Material to process:

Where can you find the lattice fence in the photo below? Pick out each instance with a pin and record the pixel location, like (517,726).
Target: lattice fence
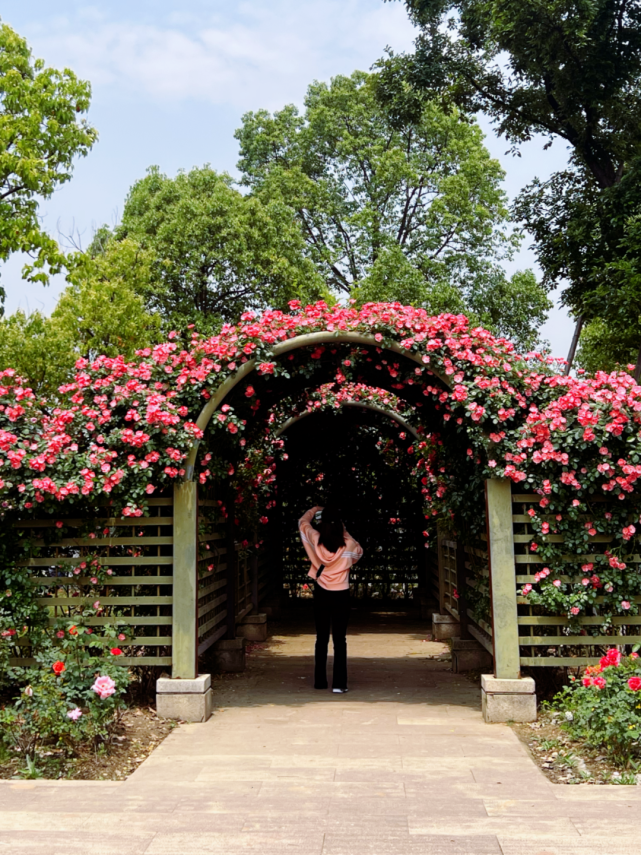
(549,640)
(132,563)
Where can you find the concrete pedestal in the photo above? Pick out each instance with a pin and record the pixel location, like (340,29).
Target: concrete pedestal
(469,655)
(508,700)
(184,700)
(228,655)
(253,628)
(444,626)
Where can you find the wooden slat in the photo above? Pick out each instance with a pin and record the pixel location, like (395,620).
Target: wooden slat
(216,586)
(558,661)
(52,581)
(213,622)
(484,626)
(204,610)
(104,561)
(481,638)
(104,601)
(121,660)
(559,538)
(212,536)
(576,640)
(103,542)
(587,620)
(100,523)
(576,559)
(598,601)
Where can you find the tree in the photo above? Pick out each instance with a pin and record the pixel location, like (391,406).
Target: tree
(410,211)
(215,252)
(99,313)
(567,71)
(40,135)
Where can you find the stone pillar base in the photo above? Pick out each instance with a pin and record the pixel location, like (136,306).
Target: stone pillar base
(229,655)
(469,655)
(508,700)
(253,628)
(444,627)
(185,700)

Task requirements: Reproduce every record above word for word, from the first through the last, and omit the pictures.

Task solution:
Where can you find the lattice fence in the photo below? Pick out each instance with a pin and record the pixel location, like (517,726).
Target: lattice fence
(549,640)
(132,563)
Where can you find the concrete pedestal in the photo above? Pick out each instance with a pin and record the pixel location, like (340,29).
Target: concrete pedestal
(469,655)
(508,700)
(184,700)
(228,655)
(253,628)
(444,626)
Where can you find the wooden slat in the photo above? Pick out each instance with a pin and record the pixel location, like (395,620).
Target: wooden slat
(216,586)
(558,661)
(52,581)
(213,622)
(484,626)
(204,610)
(104,561)
(481,638)
(104,601)
(121,660)
(559,538)
(212,536)
(576,640)
(103,542)
(587,620)
(100,523)
(576,559)
(598,601)
Where can you find the tree in the photo above? Pick out each instance with a pin and record the pixel location, like (391,406).
Target: tree
(410,211)
(215,252)
(99,313)
(567,71)
(40,135)
Where can you find the stone pillar base in the photo above? Pick out each instance with a pin and record the pixel location, like (136,306).
Target: stone pillar base
(229,655)
(469,655)
(508,700)
(253,628)
(444,627)
(185,700)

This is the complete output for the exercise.